* **Extract to read**
————————

When a node finds a solution for a block, he broadcasts the new block
to all other nodes, which verify his solution. To accept the solution,
they start working on a solution for the next block. In the case that
several alternative blocks emerge at the same time, nodes will accept
the block they received first. This makes the chain fork in two, which
will resolved by a rule stating that the longest chain wins. At some
point a new block will be added making one of the forks the longest,
at which point the nodes will accept this as the new head, discarding
the all shorter forks.
If an attacker wants to add fraudulent transactions to the chain, he
will have to control more than 50\% of the CPU-power in the network,
otherwise the majority will solve and verify other blocks before him.
\subsection{Consensus by Proof-of-Space}
A major problem with the Proof-of-work system, is the amount of energy
such a scheme will consume. Several alternative consensus mechanisms
has been suggested, to address the energy efficiency of the
Proof-of-Work scheme. One such scheme is \emph{Proof-of-Space}
\cite{dziembowski2015proofs}, where nodes instead will vote using disk
space. In such schemes, all nodes store a large data structure
locally. The challenge used for voting is then not computational like
in Proof-of-Work, but instead done by performing disk-lookups. If the
node can answer on random challenges about what element is located at
different positions in the data structure, proof of space can verified.

————————

* **Input data**
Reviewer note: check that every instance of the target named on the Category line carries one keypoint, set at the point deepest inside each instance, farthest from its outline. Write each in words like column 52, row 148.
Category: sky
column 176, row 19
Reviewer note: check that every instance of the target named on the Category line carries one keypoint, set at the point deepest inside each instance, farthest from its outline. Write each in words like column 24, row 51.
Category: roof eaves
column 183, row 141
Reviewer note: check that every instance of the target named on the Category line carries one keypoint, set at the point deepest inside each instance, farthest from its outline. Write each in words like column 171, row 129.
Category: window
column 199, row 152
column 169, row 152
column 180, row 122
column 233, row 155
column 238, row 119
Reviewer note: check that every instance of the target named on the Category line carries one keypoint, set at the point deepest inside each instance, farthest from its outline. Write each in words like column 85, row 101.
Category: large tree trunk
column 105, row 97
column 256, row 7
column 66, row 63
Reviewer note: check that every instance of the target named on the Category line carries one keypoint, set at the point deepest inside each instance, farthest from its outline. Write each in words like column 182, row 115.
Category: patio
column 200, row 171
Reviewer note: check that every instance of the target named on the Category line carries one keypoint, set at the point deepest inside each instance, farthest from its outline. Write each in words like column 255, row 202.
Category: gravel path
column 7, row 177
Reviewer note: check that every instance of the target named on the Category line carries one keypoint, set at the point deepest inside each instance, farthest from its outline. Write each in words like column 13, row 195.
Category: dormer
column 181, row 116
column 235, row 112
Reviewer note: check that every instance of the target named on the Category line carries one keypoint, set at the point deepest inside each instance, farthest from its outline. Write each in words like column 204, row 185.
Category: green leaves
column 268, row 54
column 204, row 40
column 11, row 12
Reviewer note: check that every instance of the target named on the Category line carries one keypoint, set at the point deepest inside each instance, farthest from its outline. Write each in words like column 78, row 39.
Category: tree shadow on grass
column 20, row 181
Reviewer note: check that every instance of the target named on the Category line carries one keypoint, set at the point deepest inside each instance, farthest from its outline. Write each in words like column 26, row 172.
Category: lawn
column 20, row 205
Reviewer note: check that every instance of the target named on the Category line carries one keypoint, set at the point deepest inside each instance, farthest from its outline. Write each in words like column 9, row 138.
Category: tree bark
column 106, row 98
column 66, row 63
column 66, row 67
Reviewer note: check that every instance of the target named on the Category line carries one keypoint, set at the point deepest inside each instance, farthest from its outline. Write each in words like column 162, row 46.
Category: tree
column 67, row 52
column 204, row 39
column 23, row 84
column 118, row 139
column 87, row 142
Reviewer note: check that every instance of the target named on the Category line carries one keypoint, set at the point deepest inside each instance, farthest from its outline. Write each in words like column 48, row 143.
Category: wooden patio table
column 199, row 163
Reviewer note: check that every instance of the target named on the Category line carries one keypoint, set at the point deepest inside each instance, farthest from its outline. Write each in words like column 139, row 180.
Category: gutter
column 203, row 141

————————

* **Activity list**
**A)** Print the passage on blockchain consensus word for word, starting with "When a node" and going on through "blocks before him.".
**B)** In the passage on blockchain consensus, which block do nodes accept when several alternative blocks emerge at the same time?

* **Answers given**
**A)**
When a node finds a solution for a block, he broadcasts the new block
to all other nodes, which verify his solution. To accept the solution,
they start working on a solution for the next block. In the case that
several alternative blocks emerge at the same time, nodes will accept
the block they received first. This makes the chain fork in two, which
will resolved by a rule stating that the longest chain wins. At some
point a new block will be added making one of the forks the longest,
at which point the nodes will accept this as the new head, discarding
the all shorter forks.
If an attacker wants to add fraudulent transactions to the chain, he
will have to control more than 50\% of the CPU-power in the network,
otherwise the majority will solve and verify other blocks before him.

**B)** They accept the block they received first.